## GIVEN PROBLEM 1
Return the records that follow the passage on China's anti-graft watchdog line for line, leaving out the pictures.

Jeff Wu, assistant director of Hong Kong-based think tank the Tianda Institute, said the watchdog was taking aim not just at elite officials but also those at the grass roots, who had a more direct impact on people’s lives.
While the high-ranking “tigers” have drawn most of the attention, 99 per cent of the cadres who have been punished in the campaign are the ordinary “flies” – officials at county level or below.
Graft is also not featuring as prominently when the watchdog releases information about officials who have fallen foul of the rules.
A detailed account of the downfall of Wang Yongzhi, former party chief of Shache county in the Xinjiang region, in the CCDI’s internal magazine last week highlighted his “serious violation of the Party Central’s ruling strategy in Xinjiang”. Corruption charges against him came much lower down.

## GIVEN PROBLEM 2
Take the passage on the anti-graft campaign further, picking up right after its final sentence.

## DATA TO PROCESS
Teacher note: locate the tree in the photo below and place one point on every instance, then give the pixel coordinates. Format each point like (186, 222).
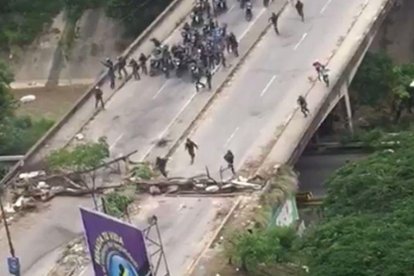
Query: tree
(360, 245)
(369, 223)
(262, 249)
(83, 159)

## EXERCISE RESPONSE 1
Teacher note: locate the tree in the photo below and place one point on every instance, then give the pixel coordinates. Format each point like (186, 222).
Query: tree
(360, 245)
(369, 223)
(262, 249)
(83, 159)

## EXERCISE RESPONSE 2
Yang Xin, who heads up the Xinjiang branch of the watchdog and wrote the article, then moved on to Gu Wensheng. The focus was on the former Akto party chief’s failures in poverty alleviation work, with Yang accusing Gu of creating a situation in the county where “the city is like Europe and the countryside is like Africa”. But again, corruption charges against Gu rated only a brief mention towards the end.
According to Wu, Beijing’s top-down approach to supervision is not enough, and it also needs to “promote democracy at the grass-roots level to push officials to carry out their duties properly”.
“Grass-roots democracy would help to build social supervision,” Wu said. “China’s local governance should be transparent to its people – public decisions should be made publicly.”